## Challenge
Extract every line of the rows below, unchanged, from the line containing "Where can you find the beach house" down to the line containing "point(1133, 642)", including both of those lines.

########################################

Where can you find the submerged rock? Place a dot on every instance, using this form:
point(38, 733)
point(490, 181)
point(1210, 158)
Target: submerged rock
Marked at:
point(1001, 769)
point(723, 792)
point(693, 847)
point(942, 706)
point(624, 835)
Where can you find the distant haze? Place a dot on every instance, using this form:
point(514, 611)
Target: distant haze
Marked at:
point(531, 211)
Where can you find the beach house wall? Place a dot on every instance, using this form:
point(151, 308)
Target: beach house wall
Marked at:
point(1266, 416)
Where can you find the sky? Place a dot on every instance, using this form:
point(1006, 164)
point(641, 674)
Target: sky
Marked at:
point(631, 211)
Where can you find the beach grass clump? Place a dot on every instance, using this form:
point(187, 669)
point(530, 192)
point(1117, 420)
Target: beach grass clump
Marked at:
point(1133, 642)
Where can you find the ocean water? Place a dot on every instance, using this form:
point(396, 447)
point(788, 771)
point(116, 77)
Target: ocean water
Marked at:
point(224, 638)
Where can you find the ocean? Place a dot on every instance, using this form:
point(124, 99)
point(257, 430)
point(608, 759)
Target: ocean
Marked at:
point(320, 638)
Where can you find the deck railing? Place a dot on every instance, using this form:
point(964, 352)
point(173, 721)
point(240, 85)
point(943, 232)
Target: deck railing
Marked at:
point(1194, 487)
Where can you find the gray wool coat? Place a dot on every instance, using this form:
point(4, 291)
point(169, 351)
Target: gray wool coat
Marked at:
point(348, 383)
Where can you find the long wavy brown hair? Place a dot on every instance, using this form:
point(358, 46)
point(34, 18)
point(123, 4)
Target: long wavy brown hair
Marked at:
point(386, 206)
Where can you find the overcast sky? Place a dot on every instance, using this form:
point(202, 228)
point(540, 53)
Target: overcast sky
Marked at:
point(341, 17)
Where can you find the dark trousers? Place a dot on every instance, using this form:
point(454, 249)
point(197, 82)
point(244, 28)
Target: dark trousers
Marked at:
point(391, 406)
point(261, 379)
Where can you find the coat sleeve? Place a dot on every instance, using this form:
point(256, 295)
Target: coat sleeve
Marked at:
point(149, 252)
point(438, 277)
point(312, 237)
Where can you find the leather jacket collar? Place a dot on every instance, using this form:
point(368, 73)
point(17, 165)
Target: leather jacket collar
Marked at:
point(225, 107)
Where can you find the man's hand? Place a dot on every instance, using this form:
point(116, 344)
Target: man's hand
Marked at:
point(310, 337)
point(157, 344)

########################################

## Exercise answer
Where can you find the beach house wall? Place a dot on every instance, using this form:
point(151, 308)
Target: beach house wall
Marked at:
point(1266, 416)
Where can you find the sky? Place a dot on every instance, using this form:
point(1006, 164)
point(641, 674)
Target: sky
Marked at:
point(631, 211)
Where can you find the beach grass clump? Place a dot on every instance, using this form:
point(187, 669)
point(530, 192)
point(1117, 420)
Target: beach grass clump
Marked at:
point(1133, 642)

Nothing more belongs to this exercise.